## Problem description:
Turn the entries starting with the line that contains "the ring rope in this photo." and going on through the line that contains "[(223, 325), (88, 205)]" into a two-column CSV with the headers entry and answer. Give one row for each entry with its answer, and put each value in a single quoted field with any line breaks replaced by spaces.

Entries for pointing and labeling
***

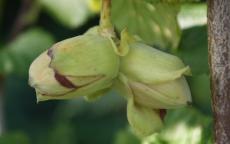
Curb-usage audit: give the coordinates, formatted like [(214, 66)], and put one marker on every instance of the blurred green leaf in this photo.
[(14, 138), (62, 134), (126, 137), (193, 49), (182, 126), (192, 14), (71, 13), (154, 23), (18, 55), (172, 1)]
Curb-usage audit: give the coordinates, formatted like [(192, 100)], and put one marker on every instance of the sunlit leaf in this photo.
[(71, 13), (154, 23), (126, 137), (18, 55), (193, 14), (182, 126)]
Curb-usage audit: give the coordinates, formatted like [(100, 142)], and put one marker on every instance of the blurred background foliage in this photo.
[(28, 27)]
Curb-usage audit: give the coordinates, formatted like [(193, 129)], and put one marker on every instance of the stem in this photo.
[(105, 20), (219, 62)]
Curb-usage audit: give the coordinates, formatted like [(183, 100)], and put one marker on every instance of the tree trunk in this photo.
[(219, 62)]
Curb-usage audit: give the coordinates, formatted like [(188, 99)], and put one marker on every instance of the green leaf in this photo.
[(193, 49), (71, 13), (155, 23), (192, 14), (14, 138), (172, 1), (182, 126), (18, 55), (126, 137)]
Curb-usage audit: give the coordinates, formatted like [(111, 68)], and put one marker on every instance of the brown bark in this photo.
[(219, 61)]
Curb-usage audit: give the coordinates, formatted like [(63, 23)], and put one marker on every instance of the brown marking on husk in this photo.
[(73, 89), (64, 81), (162, 113)]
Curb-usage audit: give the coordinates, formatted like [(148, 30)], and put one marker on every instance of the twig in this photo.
[(219, 61)]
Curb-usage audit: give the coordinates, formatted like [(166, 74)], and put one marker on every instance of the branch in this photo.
[(219, 62)]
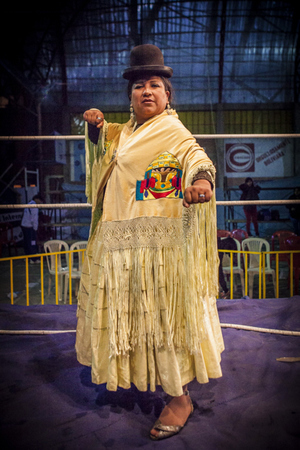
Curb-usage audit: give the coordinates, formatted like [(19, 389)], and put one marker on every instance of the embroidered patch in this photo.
[(107, 145), (162, 179)]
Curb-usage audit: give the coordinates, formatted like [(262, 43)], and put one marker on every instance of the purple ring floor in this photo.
[(49, 402)]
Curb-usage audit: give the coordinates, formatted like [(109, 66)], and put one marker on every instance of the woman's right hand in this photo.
[(94, 117)]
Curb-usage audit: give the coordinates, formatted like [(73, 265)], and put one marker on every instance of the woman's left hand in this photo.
[(200, 192)]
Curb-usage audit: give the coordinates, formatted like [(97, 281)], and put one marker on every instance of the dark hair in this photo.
[(167, 84)]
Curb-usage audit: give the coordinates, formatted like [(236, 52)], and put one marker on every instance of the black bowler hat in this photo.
[(146, 59)]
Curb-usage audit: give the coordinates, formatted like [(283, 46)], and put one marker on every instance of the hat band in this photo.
[(134, 71)]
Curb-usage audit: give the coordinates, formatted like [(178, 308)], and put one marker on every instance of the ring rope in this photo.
[(223, 325), (88, 205)]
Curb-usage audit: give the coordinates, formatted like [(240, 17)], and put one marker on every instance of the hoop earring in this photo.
[(132, 115)]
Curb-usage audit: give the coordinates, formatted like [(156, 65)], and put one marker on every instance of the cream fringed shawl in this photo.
[(157, 261)]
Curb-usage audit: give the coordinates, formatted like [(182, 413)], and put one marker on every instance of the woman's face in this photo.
[(149, 98)]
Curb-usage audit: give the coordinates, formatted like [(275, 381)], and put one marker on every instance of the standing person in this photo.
[(250, 191), (29, 224), (294, 211), (147, 302)]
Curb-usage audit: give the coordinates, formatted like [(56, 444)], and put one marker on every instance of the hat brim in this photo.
[(136, 71)]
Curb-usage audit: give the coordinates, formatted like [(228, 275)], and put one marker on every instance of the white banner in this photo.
[(271, 158)]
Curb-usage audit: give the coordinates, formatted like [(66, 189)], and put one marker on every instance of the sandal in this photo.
[(165, 431)]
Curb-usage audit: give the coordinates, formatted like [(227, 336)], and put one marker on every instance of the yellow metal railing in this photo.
[(42, 256), (68, 269), (261, 270)]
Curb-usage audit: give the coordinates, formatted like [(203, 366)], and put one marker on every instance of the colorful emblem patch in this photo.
[(162, 179)]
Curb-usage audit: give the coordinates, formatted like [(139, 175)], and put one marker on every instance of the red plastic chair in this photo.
[(293, 243), (280, 237), (223, 233), (239, 234)]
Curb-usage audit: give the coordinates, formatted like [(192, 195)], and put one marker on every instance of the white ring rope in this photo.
[(81, 137), (88, 205), (223, 325)]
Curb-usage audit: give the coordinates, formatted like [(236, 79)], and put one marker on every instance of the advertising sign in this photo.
[(258, 158)]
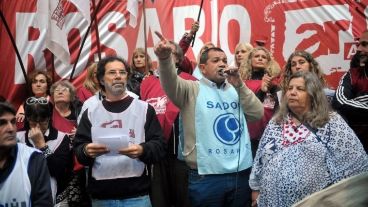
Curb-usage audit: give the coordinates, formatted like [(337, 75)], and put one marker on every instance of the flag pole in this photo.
[(199, 16), (145, 38), (85, 38), (97, 33), (14, 45)]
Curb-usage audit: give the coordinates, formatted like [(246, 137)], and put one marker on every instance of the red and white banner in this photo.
[(325, 28)]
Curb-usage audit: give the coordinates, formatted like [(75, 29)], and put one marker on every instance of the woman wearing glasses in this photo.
[(39, 83), (64, 118), (54, 145), (90, 85)]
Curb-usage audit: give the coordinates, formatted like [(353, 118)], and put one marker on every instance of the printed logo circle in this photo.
[(227, 129)]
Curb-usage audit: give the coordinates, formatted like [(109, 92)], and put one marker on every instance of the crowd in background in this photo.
[(283, 133)]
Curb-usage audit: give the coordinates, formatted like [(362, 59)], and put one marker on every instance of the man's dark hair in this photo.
[(6, 107), (37, 111), (101, 67), (204, 56)]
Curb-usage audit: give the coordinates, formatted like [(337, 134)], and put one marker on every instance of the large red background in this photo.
[(325, 28)]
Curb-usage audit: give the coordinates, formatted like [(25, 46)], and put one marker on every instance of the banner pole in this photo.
[(85, 38), (199, 16), (14, 45), (145, 38)]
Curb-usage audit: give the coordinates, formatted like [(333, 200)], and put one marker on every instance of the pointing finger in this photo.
[(159, 35)]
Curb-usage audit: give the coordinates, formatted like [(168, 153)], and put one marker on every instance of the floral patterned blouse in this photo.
[(293, 161)]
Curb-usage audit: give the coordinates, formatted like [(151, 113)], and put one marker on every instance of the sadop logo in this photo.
[(227, 129)]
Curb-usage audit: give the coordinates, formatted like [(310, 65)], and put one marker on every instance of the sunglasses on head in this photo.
[(34, 100)]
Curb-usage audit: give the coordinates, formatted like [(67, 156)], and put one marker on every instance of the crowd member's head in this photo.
[(212, 64), (38, 113), (63, 92), (112, 75), (8, 128), (304, 61), (39, 83), (91, 82), (206, 46), (259, 58), (138, 62), (362, 50), (241, 52), (305, 99)]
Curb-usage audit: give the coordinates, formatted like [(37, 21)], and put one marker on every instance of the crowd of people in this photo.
[(189, 133)]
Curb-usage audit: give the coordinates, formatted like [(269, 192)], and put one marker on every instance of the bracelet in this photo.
[(84, 151), (46, 151)]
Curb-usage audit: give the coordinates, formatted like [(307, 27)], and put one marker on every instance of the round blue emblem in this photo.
[(227, 129)]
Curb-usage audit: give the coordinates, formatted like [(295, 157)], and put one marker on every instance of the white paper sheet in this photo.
[(113, 138)]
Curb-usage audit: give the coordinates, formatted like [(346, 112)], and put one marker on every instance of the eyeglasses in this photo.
[(4, 122), (362, 43), (61, 89), (34, 100), (114, 72)]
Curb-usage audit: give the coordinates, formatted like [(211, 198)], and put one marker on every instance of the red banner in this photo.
[(325, 28)]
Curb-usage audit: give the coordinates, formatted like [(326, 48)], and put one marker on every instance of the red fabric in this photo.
[(167, 112), (359, 83), (83, 94)]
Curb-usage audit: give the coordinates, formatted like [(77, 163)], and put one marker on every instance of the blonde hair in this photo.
[(313, 67), (140, 50), (272, 68), (320, 109), (88, 82), (246, 45)]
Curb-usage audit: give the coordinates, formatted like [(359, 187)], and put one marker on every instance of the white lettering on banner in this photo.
[(223, 151), (239, 14), (28, 48), (179, 16), (305, 27), (214, 20), (108, 27), (75, 21), (152, 25)]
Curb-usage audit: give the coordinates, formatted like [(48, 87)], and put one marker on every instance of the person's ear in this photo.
[(202, 67)]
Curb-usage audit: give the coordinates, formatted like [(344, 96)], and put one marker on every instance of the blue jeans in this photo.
[(142, 201), (230, 190)]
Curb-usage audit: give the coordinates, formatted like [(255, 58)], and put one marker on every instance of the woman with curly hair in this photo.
[(38, 85), (259, 72), (304, 61), (90, 85), (305, 148)]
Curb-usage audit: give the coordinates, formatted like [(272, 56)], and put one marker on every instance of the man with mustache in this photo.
[(216, 141), (119, 179), (351, 98), (24, 177)]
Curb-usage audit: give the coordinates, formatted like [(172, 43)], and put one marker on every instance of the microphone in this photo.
[(232, 71)]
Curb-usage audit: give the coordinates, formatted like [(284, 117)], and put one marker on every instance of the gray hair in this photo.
[(66, 84), (314, 67), (320, 109)]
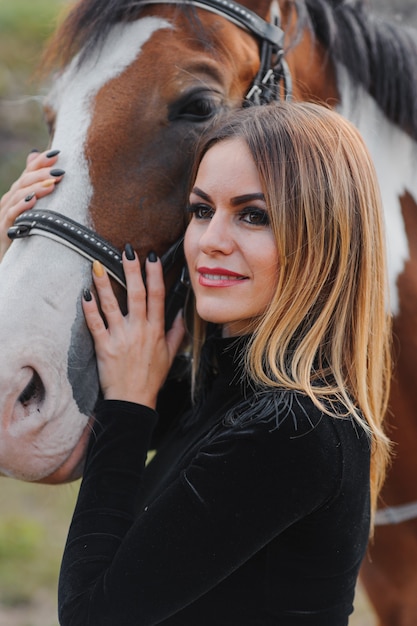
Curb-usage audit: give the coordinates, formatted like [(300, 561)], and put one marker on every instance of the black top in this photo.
[(262, 520)]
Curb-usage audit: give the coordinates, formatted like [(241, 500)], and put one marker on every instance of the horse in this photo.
[(136, 84)]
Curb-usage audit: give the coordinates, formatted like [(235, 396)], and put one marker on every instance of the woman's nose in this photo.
[(217, 236)]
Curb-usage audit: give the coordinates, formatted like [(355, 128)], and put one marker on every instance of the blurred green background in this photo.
[(24, 27), (34, 518)]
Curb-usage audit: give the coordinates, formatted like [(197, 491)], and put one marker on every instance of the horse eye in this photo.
[(196, 108)]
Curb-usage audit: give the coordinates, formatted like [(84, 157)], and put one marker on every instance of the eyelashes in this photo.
[(254, 216)]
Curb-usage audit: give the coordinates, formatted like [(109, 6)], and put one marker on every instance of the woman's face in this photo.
[(229, 245)]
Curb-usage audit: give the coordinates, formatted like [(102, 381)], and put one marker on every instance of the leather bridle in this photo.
[(273, 72)]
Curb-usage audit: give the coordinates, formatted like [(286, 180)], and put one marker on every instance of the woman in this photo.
[(256, 508)]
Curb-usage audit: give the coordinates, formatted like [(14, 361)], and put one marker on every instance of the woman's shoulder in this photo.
[(290, 418)]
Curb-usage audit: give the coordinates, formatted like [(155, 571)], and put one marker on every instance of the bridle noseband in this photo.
[(266, 85)]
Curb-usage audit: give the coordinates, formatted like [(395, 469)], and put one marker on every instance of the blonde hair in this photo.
[(326, 332)]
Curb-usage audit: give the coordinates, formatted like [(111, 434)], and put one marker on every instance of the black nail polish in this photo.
[(87, 295), (129, 252)]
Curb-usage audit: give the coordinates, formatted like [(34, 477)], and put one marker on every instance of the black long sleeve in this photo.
[(253, 524)]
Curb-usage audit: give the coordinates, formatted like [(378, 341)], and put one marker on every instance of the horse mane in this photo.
[(379, 54)]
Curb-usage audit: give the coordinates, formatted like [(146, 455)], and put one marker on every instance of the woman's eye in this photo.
[(201, 211), (257, 217)]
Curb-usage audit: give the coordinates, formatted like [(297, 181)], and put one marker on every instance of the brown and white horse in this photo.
[(137, 84)]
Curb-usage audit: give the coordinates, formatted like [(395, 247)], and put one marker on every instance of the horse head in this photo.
[(126, 110)]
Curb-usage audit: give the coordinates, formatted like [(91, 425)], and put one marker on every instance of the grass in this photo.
[(25, 26), (34, 520)]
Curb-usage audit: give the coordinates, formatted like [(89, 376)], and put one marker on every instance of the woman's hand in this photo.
[(36, 181), (134, 354)]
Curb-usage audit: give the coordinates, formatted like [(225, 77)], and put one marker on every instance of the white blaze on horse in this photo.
[(137, 84)]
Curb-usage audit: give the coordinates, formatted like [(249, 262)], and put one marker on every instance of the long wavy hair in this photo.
[(326, 332)]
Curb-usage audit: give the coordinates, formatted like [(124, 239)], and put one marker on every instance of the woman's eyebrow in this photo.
[(237, 200), (247, 197)]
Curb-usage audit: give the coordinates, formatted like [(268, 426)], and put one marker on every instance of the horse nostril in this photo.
[(34, 391)]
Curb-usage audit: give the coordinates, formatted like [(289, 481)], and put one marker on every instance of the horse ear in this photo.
[(275, 13)]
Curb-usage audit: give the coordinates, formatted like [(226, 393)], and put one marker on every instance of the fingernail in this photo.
[(98, 269), (129, 252), (87, 295)]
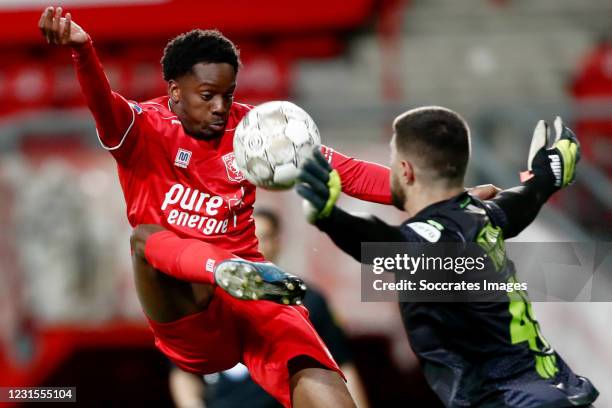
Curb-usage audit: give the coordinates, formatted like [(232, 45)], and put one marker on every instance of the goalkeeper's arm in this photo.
[(549, 170)]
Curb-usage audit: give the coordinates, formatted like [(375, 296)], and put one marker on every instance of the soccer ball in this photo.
[(272, 141)]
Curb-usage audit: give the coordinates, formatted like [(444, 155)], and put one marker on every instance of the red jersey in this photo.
[(191, 187)]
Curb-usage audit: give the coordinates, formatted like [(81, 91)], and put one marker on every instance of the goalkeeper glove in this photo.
[(556, 166), (320, 187)]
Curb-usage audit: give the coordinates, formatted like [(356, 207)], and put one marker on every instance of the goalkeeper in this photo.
[(484, 354)]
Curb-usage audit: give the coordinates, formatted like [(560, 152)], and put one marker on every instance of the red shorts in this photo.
[(261, 334)]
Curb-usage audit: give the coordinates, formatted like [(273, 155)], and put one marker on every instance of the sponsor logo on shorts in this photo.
[(429, 232), (182, 158)]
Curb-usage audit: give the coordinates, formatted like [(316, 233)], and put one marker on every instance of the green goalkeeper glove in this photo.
[(556, 166), (320, 187)]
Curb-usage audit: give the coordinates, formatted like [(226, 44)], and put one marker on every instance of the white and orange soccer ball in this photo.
[(272, 141)]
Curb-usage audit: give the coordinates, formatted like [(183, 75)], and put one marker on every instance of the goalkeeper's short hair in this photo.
[(438, 137)]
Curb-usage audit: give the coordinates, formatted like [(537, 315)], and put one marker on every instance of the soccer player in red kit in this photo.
[(192, 210)]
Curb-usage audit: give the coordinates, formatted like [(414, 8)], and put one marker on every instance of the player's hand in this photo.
[(320, 187), (556, 165), (61, 30)]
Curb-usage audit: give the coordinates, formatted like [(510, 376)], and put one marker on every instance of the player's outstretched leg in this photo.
[(313, 385), (259, 281)]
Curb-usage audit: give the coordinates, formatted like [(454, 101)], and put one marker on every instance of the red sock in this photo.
[(189, 260)]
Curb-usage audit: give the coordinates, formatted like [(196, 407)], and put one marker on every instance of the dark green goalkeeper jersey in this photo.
[(475, 354)]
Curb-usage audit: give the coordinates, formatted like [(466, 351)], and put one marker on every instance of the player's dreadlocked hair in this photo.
[(196, 46)]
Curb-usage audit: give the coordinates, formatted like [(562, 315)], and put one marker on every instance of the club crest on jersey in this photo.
[(136, 107), (233, 173), (182, 158)]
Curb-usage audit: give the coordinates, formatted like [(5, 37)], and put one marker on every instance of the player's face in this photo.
[(268, 238), (203, 99)]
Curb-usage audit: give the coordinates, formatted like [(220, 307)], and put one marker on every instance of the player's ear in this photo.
[(407, 172), (174, 91)]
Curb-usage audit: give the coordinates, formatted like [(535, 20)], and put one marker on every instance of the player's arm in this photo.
[(320, 187), (549, 170), (371, 181), (114, 116), (360, 179)]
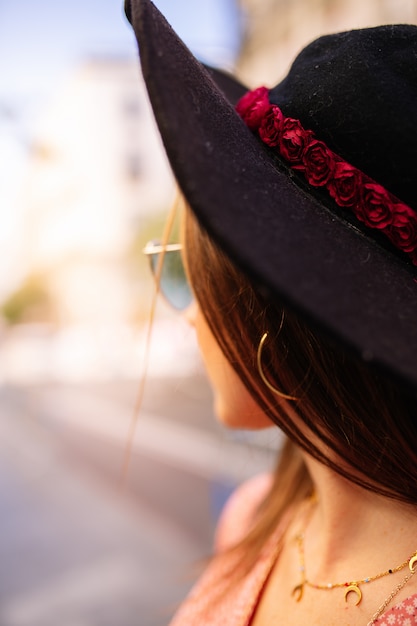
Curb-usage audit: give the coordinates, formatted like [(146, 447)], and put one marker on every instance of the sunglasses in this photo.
[(173, 282)]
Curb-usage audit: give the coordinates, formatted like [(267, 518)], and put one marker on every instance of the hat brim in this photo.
[(267, 222)]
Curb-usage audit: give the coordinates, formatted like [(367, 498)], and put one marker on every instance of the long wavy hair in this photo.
[(365, 419)]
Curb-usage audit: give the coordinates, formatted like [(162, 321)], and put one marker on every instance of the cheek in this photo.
[(233, 404)]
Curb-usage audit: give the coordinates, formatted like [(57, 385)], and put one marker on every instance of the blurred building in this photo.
[(276, 30), (96, 172)]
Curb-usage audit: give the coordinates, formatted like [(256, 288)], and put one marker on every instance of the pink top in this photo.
[(237, 607)]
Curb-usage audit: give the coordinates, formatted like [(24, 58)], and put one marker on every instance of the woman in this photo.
[(301, 249)]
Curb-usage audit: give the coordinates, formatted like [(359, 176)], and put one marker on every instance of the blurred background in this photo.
[(83, 185)]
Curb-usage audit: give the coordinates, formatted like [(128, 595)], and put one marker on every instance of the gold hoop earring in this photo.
[(271, 387)]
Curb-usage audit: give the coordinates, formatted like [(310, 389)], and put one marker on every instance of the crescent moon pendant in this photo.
[(354, 589), (297, 592)]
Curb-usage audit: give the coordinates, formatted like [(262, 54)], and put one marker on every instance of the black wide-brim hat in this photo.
[(357, 92)]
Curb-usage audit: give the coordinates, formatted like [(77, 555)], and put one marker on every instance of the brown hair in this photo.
[(363, 417)]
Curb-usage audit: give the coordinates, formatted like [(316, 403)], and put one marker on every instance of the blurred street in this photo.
[(77, 549)]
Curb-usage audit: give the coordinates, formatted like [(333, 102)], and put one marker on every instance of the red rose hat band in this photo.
[(371, 203)]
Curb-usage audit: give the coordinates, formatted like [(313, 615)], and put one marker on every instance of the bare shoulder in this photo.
[(240, 510)]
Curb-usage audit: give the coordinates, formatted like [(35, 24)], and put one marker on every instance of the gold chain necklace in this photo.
[(352, 586)]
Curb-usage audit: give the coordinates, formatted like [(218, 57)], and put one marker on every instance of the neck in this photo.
[(352, 531)]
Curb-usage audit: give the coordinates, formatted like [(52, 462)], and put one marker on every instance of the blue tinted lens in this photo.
[(173, 281)]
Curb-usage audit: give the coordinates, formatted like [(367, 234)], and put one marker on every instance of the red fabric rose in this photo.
[(253, 107), (345, 184), (403, 229), (376, 208), (319, 163), (270, 129), (293, 140)]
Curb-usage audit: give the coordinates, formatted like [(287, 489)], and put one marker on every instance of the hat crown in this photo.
[(346, 87)]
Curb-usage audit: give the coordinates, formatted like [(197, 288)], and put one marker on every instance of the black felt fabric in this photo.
[(358, 92)]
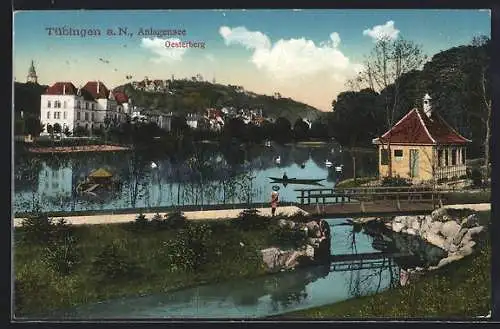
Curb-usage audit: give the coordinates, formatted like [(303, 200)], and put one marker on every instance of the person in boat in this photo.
[(274, 202)]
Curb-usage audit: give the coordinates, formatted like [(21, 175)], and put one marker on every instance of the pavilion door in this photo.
[(414, 163)]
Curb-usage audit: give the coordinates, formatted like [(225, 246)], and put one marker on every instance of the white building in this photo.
[(86, 107)]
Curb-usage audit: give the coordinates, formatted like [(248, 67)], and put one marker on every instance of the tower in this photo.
[(427, 105), (32, 77)]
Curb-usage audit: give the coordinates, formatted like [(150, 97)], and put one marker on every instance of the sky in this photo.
[(307, 55)]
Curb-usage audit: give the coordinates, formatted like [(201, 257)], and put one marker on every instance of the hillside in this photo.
[(187, 96)]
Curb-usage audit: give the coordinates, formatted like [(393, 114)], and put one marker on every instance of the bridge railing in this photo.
[(349, 195)]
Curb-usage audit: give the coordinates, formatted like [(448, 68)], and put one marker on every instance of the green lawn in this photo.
[(40, 289), (461, 289)]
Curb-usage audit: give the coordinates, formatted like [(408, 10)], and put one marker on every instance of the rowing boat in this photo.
[(295, 180)]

***

## Response for this exercise:
entry,answer
"Curb-usage audit: give the coordinates, formatted like [(178, 308)], and put one marker on every instance of the ring rope in this photo.","[(223, 325), (88, 205)]"